_Task to complete_
Lay out the lines below as a JSON list of strings, one string per line and with blank lines omitted, from the line containing "the distant mountain" up to and including the line containing "top-left (0, 81), bottom-right (474, 101)". Include only those lines.
═════ Information given ═════
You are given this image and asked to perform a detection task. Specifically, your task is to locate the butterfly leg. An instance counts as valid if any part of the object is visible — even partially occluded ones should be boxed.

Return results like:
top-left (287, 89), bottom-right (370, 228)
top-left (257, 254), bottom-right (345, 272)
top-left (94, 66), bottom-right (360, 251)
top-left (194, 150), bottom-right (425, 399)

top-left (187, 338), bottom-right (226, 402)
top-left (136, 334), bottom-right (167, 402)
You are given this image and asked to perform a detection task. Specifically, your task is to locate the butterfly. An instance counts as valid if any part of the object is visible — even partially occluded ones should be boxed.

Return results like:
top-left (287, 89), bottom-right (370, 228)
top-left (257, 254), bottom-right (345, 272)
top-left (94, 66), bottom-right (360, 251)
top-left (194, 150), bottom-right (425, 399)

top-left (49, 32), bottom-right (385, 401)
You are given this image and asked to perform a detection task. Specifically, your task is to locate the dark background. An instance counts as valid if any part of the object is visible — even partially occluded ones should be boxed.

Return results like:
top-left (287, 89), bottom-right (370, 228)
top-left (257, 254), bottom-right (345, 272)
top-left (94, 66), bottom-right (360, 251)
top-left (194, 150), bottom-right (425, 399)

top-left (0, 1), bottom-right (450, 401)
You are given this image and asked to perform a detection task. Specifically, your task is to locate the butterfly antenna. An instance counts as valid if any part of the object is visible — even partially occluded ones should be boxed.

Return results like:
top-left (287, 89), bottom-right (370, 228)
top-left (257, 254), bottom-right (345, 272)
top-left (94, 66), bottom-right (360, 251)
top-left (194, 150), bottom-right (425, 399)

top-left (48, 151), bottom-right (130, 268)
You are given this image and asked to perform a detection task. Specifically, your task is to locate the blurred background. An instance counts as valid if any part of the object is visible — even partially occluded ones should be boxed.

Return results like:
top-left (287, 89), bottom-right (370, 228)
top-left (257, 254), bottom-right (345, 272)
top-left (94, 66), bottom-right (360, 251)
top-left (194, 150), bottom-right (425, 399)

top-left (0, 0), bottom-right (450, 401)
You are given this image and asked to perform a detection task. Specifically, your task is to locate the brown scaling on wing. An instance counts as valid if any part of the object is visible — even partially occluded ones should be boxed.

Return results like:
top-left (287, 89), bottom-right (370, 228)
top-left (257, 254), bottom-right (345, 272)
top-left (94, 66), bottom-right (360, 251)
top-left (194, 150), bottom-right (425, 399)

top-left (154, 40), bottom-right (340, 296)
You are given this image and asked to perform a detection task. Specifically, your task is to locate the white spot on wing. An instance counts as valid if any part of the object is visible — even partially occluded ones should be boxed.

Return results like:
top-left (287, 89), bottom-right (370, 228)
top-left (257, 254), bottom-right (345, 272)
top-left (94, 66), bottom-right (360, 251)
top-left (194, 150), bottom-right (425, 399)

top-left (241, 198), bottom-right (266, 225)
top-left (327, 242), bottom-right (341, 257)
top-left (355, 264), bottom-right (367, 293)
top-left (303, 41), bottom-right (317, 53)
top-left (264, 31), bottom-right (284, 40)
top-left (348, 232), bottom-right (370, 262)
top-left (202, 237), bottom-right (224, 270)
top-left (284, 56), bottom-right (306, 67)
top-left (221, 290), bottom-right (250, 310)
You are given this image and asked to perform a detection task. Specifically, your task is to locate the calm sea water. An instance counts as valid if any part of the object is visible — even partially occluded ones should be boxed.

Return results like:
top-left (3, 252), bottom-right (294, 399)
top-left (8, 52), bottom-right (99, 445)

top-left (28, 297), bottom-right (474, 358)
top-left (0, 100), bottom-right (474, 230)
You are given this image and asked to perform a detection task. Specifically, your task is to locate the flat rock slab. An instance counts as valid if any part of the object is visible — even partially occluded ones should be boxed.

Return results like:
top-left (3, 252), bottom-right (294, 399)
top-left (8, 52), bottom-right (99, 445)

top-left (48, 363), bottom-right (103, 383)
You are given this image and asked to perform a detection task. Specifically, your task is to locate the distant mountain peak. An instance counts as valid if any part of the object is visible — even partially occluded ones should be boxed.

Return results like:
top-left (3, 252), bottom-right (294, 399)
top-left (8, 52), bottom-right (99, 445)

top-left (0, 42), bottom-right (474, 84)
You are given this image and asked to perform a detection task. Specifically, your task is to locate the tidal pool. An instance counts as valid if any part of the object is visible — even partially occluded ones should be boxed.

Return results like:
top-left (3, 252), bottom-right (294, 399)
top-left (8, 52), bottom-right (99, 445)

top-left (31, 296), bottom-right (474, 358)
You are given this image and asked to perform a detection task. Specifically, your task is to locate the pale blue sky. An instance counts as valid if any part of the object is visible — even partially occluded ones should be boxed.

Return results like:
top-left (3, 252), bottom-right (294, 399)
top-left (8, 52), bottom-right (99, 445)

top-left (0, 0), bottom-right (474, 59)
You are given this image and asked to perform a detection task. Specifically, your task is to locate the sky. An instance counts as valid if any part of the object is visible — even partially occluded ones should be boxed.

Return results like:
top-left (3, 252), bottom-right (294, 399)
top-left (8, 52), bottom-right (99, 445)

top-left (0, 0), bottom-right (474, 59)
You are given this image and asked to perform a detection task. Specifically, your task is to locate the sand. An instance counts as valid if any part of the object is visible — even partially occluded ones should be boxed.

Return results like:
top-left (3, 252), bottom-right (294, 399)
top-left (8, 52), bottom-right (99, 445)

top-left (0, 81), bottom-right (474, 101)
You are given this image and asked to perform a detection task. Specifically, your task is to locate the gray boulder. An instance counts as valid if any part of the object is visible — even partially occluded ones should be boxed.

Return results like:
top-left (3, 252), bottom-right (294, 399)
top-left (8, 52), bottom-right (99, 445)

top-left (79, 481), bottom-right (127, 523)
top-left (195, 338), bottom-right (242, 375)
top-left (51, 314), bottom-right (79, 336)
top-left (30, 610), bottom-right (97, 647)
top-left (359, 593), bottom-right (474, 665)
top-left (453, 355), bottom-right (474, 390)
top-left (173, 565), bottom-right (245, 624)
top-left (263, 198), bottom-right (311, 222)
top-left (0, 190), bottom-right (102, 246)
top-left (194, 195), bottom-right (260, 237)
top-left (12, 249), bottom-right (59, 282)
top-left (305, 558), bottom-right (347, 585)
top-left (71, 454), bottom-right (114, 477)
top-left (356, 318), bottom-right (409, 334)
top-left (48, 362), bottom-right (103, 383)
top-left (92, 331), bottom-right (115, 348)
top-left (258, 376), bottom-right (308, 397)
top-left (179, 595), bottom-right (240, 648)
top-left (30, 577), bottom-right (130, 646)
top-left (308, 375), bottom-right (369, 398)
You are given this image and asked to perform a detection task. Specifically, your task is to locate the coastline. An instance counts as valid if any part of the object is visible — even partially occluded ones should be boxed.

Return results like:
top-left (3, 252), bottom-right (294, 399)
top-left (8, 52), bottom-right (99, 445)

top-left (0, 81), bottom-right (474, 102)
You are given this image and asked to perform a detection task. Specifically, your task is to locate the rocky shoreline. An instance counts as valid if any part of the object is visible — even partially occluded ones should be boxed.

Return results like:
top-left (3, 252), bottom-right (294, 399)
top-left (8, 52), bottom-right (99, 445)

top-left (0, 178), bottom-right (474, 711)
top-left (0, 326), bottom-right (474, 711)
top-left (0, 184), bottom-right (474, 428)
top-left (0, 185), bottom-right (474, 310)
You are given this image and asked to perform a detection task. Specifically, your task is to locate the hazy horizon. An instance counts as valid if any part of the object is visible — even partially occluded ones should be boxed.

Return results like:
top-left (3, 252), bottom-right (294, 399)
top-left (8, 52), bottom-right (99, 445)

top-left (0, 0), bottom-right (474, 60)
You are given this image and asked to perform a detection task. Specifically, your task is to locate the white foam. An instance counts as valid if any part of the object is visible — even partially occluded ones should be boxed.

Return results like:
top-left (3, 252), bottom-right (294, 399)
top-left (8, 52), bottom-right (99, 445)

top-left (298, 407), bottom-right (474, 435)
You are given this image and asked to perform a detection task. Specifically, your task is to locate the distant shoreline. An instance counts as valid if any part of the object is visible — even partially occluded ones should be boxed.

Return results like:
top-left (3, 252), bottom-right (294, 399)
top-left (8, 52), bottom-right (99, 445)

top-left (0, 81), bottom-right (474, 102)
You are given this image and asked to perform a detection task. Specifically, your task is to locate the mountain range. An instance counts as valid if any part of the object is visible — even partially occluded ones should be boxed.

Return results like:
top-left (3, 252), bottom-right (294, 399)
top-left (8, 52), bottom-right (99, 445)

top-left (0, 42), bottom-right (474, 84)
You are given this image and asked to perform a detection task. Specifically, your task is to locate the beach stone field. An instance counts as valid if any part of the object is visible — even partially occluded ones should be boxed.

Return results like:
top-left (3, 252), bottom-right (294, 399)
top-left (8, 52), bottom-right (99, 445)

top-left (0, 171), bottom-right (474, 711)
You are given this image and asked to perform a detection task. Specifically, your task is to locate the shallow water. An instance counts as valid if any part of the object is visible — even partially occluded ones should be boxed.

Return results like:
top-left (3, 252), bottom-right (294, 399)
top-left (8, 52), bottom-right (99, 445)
═════
_Written response_
[
  "You are given this image and asked to perform a detection task. Specifically, your task is to locate the distant mountain peak. An instance counts as valid if any part of the object is visible — even partially occluded ones should be boxed.",
  "Return results like:",
  "top-left (3, 252), bottom-right (294, 399)",
  "top-left (8, 52), bottom-right (99, 445)",
  "top-left (0, 42), bottom-right (474, 84)",
  "You are given this image and asked to perform a detection task. Specifically, your task is to locate the tidal pool. An instance counts as valid if any part of the object is visible — even partially occluded ones should be boxed.",
  "Return results like:",
  "top-left (3, 252), bottom-right (294, 399)",
  "top-left (8, 52), bottom-right (99, 445)",
  "top-left (31, 296), bottom-right (474, 358)",
  "You are given this image and asked to perform a detection task. Specifically, your task is to locate the pale blue sky. An instance counts as valid if any part of the object is visible — even partially occluded ones should be boxed.",
  "Return results like:",
  "top-left (3, 252), bottom-right (294, 399)",
  "top-left (8, 52), bottom-right (99, 445)",
  "top-left (0, 0), bottom-right (474, 59)",
  "You are given this image and asked to perform a detection task. Specifically, your task is to locate the sky. An instance counts as valid if any part of the object is visible — even partially occluded ones should be boxed.",
  "Return results like:",
  "top-left (3, 252), bottom-right (294, 399)",
  "top-left (8, 52), bottom-right (99, 445)",
  "top-left (0, 0), bottom-right (474, 59)",
  "You are given this image and asked to perform a detection task. Specifically, your task is to locate the sand. An instance counts as valid if any part of the object is visible — even partially occluded ones should be boxed.",
  "Return results like:",
  "top-left (3, 252), bottom-right (294, 399)",
  "top-left (8, 52), bottom-right (99, 445)",
  "top-left (0, 81), bottom-right (474, 101)"
]